(Excerpts from point annotation data)
>>>

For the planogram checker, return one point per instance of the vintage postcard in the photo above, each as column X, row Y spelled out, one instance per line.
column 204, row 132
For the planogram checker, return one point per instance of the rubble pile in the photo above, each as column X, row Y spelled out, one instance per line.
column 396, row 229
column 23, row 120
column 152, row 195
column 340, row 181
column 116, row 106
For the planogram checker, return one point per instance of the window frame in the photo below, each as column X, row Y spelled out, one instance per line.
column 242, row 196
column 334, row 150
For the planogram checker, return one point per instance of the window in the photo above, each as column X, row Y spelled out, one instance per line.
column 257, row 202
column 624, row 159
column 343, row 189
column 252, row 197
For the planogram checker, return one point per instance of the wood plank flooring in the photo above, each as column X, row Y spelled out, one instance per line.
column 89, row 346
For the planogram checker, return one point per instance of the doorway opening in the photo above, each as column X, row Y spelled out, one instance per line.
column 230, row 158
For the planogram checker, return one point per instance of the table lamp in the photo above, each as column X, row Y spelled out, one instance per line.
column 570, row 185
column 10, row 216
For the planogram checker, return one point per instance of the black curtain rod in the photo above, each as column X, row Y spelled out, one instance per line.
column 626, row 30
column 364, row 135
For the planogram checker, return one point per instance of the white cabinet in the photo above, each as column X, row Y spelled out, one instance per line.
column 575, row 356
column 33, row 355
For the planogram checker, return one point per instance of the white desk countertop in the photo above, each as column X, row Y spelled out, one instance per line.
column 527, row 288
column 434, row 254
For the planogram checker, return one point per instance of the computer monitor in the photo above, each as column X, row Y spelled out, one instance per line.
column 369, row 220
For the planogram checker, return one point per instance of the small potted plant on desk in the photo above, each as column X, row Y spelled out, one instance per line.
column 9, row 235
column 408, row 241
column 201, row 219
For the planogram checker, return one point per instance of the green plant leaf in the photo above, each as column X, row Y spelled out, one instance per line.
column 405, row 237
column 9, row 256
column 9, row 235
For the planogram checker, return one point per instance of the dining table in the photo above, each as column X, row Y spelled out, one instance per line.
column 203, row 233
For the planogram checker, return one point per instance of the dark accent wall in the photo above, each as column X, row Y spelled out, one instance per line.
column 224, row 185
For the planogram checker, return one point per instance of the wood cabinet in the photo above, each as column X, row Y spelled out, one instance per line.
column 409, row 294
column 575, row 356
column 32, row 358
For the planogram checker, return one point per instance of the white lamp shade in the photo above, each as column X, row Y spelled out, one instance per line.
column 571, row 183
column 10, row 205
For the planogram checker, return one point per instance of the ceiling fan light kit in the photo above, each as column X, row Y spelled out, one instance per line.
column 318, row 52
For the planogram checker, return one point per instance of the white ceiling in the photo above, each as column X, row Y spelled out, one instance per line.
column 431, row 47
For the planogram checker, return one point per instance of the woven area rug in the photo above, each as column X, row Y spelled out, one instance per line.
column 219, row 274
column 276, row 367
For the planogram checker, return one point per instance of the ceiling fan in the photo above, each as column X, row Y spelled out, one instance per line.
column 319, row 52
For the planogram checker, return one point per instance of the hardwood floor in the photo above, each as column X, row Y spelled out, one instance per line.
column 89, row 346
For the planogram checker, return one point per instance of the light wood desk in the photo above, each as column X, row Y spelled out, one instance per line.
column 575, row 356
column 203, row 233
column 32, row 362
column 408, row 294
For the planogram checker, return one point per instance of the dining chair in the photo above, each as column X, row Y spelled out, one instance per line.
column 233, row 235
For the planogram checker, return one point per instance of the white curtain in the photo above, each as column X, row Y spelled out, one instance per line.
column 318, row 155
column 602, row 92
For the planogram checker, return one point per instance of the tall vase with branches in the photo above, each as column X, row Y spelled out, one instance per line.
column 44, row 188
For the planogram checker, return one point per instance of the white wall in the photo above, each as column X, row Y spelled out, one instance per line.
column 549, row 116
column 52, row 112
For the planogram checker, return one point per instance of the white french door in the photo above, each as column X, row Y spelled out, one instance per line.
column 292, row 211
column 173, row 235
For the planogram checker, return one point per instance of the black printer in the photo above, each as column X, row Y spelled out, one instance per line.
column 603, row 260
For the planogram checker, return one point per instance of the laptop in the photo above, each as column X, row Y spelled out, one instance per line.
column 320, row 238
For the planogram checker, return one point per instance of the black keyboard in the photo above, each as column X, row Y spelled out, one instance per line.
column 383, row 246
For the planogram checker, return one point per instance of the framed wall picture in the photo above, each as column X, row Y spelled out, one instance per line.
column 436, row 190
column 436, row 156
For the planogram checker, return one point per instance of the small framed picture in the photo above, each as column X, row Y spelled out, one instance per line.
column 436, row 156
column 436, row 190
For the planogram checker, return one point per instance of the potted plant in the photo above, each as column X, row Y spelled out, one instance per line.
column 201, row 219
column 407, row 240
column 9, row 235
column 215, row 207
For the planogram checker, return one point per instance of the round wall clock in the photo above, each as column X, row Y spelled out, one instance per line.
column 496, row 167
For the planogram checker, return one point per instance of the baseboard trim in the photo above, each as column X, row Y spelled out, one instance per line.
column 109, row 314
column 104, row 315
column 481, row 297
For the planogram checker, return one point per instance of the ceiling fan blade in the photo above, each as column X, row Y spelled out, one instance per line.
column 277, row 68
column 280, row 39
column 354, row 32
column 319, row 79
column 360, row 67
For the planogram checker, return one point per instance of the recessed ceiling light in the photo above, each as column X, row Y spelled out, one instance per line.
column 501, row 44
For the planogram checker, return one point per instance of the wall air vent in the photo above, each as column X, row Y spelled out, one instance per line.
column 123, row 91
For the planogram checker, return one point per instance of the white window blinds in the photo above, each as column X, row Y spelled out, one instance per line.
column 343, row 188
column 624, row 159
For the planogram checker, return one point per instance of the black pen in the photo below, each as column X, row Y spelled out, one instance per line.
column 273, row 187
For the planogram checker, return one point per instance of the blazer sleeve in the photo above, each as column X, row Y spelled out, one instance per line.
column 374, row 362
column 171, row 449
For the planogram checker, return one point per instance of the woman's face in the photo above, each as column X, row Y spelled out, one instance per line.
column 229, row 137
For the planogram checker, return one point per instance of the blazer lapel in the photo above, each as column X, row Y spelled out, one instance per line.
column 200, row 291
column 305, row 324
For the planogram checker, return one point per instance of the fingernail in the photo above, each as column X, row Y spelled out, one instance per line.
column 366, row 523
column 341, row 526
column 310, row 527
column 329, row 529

<<<

__TASK OBJECTIVE__. Give everything from the start of the data down to the line containing "column 33, row 355", both ends included, as a two-column CSV headed text and coordinates. Each row should pair one passage of text with the coordinates that follow it, with every field quoted and line breaks turned into spaces.

__EXPECTED ANSWER__.
text,coordinates
"For the planogram checker, return one point per instance of the vintage postcard in the photo above, each as column X, row Y spelled out, one instance per line.","column 204, row 132"
"For the planogram checker, return one point per instance of the rubble pile in the photo above, each as column X, row Y spelled out, one instance per line.","column 396, row 229 column 23, row 120 column 152, row 195 column 340, row 181 column 116, row 106"
"For the planogram checker, return one point per instance of the window frame in the photo below, each as column X, row Y spelled out, one instance per line.","column 242, row 196 column 334, row 150"
"For the planogram checker, return one point per instance of the window in the photo above, each as column X, row Y spelled out, one instance per line.","column 257, row 202 column 624, row 159 column 343, row 189 column 252, row 197"
"For the planogram checker, return one point per instance of the wood plank flooring in the photo above, each as column X, row Y spelled out, one instance per line.","column 89, row 346"
"For the planogram checker, return one point per instance of the doorway opening in the photo above, each as column X, row Y spelled out, one instance per line.","column 230, row 158"
"For the planogram checker, return one point per instance of the table lamp in the photo above, each as column X, row Y spelled out, one instance per line.","column 570, row 185 column 10, row 216"
"For the planogram checker, return one point per instance of the black curtain rod in the photo above, each as column X, row Y spelled out, one instance per line.","column 626, row 30 column 364, row 135"
"For the planogram checker, return one point per instance of the white cabinet in the photo above, each as column X, row Y spelled out, one instance per line.","column 575, row 356 column 33, row 355"